## [Information supplied]
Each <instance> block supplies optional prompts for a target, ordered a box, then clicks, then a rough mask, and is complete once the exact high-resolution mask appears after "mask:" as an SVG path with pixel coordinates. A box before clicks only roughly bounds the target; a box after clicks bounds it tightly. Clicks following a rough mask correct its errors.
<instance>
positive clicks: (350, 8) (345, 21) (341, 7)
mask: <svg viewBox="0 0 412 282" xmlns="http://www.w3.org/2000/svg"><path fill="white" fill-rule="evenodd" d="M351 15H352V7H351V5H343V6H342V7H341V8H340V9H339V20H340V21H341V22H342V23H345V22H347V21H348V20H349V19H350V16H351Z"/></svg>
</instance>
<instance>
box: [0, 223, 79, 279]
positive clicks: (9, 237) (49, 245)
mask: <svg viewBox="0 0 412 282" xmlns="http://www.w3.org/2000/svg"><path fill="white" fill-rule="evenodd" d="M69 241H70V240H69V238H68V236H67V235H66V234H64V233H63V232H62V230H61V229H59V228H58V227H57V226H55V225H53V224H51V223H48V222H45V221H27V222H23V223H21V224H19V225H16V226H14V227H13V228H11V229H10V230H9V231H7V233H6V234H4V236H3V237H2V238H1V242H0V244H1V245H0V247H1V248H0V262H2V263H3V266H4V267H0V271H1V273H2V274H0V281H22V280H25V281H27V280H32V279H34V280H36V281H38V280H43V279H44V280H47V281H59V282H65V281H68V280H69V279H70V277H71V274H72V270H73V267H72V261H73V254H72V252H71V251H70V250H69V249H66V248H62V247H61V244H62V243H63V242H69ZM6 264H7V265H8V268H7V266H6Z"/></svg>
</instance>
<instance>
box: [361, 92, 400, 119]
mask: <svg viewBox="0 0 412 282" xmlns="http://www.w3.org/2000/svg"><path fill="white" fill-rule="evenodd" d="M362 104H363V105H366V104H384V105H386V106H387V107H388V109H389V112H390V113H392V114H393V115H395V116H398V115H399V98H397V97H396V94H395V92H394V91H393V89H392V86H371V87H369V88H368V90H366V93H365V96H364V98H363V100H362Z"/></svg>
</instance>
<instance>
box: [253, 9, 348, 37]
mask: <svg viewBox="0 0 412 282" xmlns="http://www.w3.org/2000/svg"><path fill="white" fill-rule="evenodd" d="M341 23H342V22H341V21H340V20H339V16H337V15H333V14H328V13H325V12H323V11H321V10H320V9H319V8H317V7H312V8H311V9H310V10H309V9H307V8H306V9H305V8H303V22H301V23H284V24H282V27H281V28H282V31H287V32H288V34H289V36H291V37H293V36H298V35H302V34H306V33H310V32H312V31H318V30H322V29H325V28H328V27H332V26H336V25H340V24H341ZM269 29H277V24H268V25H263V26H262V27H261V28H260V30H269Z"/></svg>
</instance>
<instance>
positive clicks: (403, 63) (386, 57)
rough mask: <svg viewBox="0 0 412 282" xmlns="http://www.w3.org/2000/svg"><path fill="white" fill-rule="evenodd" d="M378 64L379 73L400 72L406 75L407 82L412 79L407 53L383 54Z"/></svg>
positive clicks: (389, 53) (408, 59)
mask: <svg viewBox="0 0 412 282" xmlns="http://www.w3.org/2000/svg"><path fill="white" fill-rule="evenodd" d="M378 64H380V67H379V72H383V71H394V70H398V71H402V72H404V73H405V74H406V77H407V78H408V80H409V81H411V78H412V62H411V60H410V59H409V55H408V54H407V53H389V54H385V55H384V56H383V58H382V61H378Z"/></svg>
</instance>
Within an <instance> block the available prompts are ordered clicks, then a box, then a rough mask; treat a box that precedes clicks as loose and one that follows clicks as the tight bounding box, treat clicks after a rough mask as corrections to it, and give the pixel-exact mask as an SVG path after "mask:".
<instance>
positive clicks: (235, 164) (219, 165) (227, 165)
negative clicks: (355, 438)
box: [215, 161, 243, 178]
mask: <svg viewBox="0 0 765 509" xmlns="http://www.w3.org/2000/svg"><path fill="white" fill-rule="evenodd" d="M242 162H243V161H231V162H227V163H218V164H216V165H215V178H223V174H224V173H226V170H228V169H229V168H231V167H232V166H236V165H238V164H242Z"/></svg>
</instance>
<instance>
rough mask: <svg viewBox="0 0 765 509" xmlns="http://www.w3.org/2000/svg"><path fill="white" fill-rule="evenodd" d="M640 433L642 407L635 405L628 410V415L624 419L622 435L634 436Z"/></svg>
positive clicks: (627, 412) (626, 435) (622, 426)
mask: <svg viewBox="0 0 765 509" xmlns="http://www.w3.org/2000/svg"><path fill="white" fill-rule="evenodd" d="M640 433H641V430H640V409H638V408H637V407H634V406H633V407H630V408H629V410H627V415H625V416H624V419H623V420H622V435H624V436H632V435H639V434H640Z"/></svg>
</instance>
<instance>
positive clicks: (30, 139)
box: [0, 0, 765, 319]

## [Directions]
Retype only this portion of the data above: the line containing "box: [253, 9, 348, 37]", the line containing "64L379 73L400 72L406", and all lines between them, exactly.

## [Your response]
box: [253, 9, 348, 37]
mask: <svg viewBox="0 0 412 282" xmlns="http://www.w3.org/2000/svg"><path fill="white" fill-rule="evenodd" d="M341 23H342V22H341V21H340V20H339V16H337V15H333V14H328V13H325V12H323V11H321V10H320V9H319V8H317V7H312V8H311V9H310V10H309V9H307V8H306V9H305V8H303V22H301V23H284V24H282V27H281V28H282V31H287V32H288V34H289V36H291V37H293V36H298V35H302V34H306V33H310V32H312V31H318V30H322V29H325V28H328V27H332V26H336V25H340V24H341ZM269 29H277V24H268V25H263V26H262V27H261V28H260V30H269Z"/></svg>
</instance>
<instance>
positive clicks: (403, 63) (386, 57)
rough mask: <svg viewBox="0 0 412 282" xmlns="http://www.w3.org/2000/svg"><path fill="white" fill-rule="evenodd" d="M378 64L379 73L400 72L406 75L407 82L412 79L407 53L383 54Z"/></svg>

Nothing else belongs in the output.